● **Exercise objective**
Can you pull out every line of the data below that contains the string "distant"? Case counts, so copy only lines with that exact capitalization.

● **Data shown**
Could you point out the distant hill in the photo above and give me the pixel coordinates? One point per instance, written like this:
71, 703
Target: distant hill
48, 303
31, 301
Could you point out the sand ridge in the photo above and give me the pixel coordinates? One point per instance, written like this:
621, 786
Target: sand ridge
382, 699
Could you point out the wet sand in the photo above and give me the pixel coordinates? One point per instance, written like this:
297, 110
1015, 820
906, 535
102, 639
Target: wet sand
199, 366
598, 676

---

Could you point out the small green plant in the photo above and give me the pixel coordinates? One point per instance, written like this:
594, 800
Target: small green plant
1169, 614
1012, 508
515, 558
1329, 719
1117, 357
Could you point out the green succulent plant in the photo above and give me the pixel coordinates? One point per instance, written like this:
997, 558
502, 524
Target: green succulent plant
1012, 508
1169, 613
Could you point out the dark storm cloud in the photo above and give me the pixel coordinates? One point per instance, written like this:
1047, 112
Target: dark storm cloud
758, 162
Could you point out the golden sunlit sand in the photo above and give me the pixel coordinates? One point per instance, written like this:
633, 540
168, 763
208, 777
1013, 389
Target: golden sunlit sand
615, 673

● **Problem solution**
Could you point out the distant hill in the photo above and give me the pixel coordinates? One point per instance, written like this:
Target: distant hill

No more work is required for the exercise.